__What is being asked__
Reproduce, word for word, the portion of the permeability estimation text between "sigma_obs = 5000.0" and "forcing (flow rate)", inclusive.
## start Text
We make the following assumptions,

  • porosity is treated as constant (no storage heterogeneity), and storage effects are neglected under steady-state conditions

  • flow is controlled by transmissibility rather than compressibility or accumulation

  • \(k_{true}\) is the true permeability of the single-cell system, used to generate synthetic observations \(P_{obs}(t)\), but is unknown to the EnKF and estimated through the assimilation cycle

T = 20                                                        # number of produciton time and EnKF assimulation steps

k_true = 1.0e-13                                              # true permeability
q = np.ones(T) * 1e-5                                         # observation error variance
                    
sigma_obs = 5000.0                                            # pressure observed error in st.dev.
R = sigma_obs**2                    
                    
q = np.ones(T) * 1e-5                                         # known forcing (flow rate)
q[5:10] = 1.2e-5
q[10:] = 8e-6

data = build_synthetic_pressure_dataset(T=T,k_true=k_true,q_t=q,R=R,random_seed=42,return_true=True) # generate synthetic dataset

t = data["t"]  + 1                                            # extract time and pressure
P_obs = data["P_obs"]
P_true = data["P_true"]

fig, ax1 = plt.subplots()                                     # plot historical production data over time 
line1 = ax1.plot(t, q,color = 'black',alpha=0.5,label=r"$q(t)$",zorder=1)
## end Text
## start Raw records
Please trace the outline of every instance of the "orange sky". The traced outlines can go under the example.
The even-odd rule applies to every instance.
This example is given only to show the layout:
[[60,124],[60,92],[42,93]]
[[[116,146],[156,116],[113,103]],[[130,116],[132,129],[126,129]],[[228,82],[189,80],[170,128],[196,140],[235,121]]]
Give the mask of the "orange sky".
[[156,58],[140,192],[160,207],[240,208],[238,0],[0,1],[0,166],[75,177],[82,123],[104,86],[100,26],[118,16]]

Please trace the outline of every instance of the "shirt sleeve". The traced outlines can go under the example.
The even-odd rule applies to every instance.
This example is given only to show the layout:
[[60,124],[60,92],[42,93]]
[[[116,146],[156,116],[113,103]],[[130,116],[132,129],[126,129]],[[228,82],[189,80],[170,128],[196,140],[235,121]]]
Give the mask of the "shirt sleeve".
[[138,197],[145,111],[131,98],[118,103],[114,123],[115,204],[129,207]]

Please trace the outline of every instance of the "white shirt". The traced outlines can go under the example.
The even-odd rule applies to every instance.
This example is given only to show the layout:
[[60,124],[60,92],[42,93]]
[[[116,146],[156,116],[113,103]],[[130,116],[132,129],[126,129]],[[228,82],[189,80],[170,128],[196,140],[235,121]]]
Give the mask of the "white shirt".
## end Raw records
__Complete answer__
sigma_obs = 5000.0                                            # pressure observed error in st.dev.
R = sigma_obs**2                    
                    
q = np.ones(T) * 1e-5                                         # known forcing (flow rate)